TRECHOS DOS DADOS
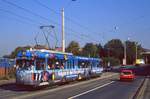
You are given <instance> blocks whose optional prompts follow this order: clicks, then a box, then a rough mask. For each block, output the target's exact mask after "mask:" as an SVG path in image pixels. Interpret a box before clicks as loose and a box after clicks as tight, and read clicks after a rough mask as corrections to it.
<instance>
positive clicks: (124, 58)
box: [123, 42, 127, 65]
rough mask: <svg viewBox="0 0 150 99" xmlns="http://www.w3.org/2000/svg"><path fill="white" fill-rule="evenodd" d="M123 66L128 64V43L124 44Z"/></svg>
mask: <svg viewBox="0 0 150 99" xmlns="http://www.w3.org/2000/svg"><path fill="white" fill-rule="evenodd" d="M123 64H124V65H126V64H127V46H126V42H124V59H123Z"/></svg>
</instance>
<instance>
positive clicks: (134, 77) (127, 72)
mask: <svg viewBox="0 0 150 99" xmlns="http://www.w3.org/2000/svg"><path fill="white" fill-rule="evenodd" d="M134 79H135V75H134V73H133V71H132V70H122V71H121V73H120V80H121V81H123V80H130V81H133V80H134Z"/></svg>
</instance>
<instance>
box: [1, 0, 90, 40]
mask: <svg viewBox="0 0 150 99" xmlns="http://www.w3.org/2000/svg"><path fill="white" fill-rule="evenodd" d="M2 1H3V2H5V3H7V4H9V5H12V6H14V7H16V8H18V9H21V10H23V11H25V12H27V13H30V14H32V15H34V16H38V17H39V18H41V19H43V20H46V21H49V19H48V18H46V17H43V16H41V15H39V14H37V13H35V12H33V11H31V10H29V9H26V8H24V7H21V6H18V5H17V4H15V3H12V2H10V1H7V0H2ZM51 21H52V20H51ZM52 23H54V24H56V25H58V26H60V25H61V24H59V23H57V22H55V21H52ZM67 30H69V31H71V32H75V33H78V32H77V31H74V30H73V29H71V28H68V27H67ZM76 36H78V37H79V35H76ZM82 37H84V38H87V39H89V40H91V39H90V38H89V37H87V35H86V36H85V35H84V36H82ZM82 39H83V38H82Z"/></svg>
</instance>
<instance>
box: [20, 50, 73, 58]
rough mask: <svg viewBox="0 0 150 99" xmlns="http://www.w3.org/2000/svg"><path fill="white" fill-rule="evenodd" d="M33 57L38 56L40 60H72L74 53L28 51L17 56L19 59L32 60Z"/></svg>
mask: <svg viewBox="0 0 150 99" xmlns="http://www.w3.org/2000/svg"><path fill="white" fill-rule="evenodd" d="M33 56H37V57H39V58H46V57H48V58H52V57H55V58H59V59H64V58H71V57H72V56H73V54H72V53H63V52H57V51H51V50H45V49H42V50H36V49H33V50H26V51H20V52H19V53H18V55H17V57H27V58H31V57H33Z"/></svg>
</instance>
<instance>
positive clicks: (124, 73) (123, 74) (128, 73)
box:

ORDEM DE SERVIÇO
Reescreva todos os dados acima trocando cada ocorrência de "positive clicks" por "positive points" e mantendo todo o resto inalterado. Deixe as imagens de fora da resposta.

SUA RESPOSTA
You are given <instance> blocks whose optional prompts follow this order: clicks, then a box, then a rough mask. For each block, output the target's exact mask after "mask:" as an SVG path in image pixels. Interpret a box before clicks as loose and a box after clicks as tight, and read clicks after a rough mask as corrections to it.
<instance>
positive points: (124, 58)
box: [123, 42, 127, 65]
rough mask: <svg viewBox="0 0 150 99" xmlns="http://www.w3.org/2000/svg"><path fill="white" fill-rule="evenodd" d="M123 66L128 64V43L124 44Z"/></svg>
mask: <svg viewBox="0 0 150 99" xmlns="http://www.w3.org/2000/svg"><path fill="white" fill-rule="evenodd" d="M123 64H124V65H126V64H127V46H126V42H124V59H123Z"/></svg>
</instance>
<instance>
positive points: (134, 77) (127, 72)
mask: <svg viewBox="0 0 150 99" xmlns="http://www.w3.org/2000/svg"><path fill="white" fill-rule="evenodd" d="M134 79H135V75H134V73H133V71H132V70H122V71H121V73H120V80H121V81H123V80H130V81H133V80H134Z"/></svg>
</instance>
<instance>
box: [1, 0, 90, 40]
mask: <svg viewBox="0 0 150 99" xmlns="http://www.w3.org/2000/svg"><path fill="white" fill-rule="evenodd" d="M2 1H3V2H5V3H7V4H9V5H12V6H14V7H16V8H18V9H21V10H23V11H25V12H27V13H30V14H32V15H34V16H38V17H39V18H41V19H43V20H46V21H49V19H48V18H46V17H43V16H41V15H39V14H37V13H35V12H33V11H31V10H29V9H26V8H24V7H21V6H18V5H17V4H15V3H12V2H10V1H7V0H2ZM51 21H52V20H51ZM52 23H54V24H56V25H58V26H60V25H61V24H59V23H57V22H55V21H52ZM67 30H69V31H71V32H75V33H78V32H77V31H74V30H73V29H71V28H68V27H67ZM76 36H78V37H79V35H76ZM82 37H84V38H87V39H89V40H91V39H90V38H89V37H87V35H86V36H85V35H84V36H82ZM82 39H83V38H82Z"/></svg>
</instance>
<instance>
box: [20, 50, 73, 58]
rough mask: <svg viewBox="0 0 150 99" xmlns="http://www.w3.org/2000/svg"><path fill="white" fill-rule="evenodd" d="M33 57L38 56L40 60H72L74 53L28 51L17 56L19 59L32 60Z"/></svg>
mask: <svg viewBox="0 0 150 99" xmlns="http://www.w3.org/2000/svg"><path fill="white" fill-rule="evenodd" d="M33 56H37V57H39V58H46V57H48V58H52V57H55V58H59V59H64V58H71V57H72V56H73V54H72V53H63V52H57V51H51V50H45V49H42V50H36V49H33V50H26V51H20V52H19V53H18V55H17V57H27V58H31V57H33Z"/></svg>
</instance>
<instance>
positive points: (124, 73) (123, 74) (128, 73)
box:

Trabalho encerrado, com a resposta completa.